__PROBLEM TO SOLVE__: Gather every line of the entries below that contains the word "slope", and copy each such line in full.

__RECORDS SHOWN__:
********************

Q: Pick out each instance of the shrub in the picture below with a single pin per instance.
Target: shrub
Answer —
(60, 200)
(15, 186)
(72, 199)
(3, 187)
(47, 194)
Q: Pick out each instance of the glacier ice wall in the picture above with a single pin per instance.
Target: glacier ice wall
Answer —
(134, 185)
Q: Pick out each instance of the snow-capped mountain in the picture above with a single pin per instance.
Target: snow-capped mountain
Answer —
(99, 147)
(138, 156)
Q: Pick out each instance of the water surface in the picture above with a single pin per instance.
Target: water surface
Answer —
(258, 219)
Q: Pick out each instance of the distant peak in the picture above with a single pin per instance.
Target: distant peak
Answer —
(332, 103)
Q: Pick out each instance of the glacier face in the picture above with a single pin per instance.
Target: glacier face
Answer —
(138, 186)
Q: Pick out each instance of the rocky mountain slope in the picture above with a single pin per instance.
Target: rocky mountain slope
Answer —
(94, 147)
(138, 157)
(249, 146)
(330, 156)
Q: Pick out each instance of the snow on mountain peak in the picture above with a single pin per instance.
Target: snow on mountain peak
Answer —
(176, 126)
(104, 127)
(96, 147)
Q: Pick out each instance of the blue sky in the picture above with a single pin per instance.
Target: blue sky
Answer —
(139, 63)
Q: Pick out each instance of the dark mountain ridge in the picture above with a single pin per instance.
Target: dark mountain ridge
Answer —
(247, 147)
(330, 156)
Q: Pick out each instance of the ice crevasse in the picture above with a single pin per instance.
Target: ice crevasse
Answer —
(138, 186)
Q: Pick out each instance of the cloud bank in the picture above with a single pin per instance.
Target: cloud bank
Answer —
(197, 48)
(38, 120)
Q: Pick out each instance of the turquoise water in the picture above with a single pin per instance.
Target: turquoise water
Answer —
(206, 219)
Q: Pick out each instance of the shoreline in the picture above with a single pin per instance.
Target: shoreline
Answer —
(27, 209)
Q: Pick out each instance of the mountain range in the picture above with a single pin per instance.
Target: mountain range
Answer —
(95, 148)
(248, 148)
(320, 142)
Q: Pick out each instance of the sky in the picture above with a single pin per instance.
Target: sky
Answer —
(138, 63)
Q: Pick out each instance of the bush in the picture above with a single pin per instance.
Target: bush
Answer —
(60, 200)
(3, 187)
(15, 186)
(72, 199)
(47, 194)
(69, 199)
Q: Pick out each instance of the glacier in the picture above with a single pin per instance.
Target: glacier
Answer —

********************

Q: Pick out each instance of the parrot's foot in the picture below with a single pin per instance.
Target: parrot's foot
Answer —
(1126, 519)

********************

__FINAL RESULT__:
Q: Pick out each instance of the rocky mountain slope in the picture above with a single pin per instance.
Target: rocky mountain slope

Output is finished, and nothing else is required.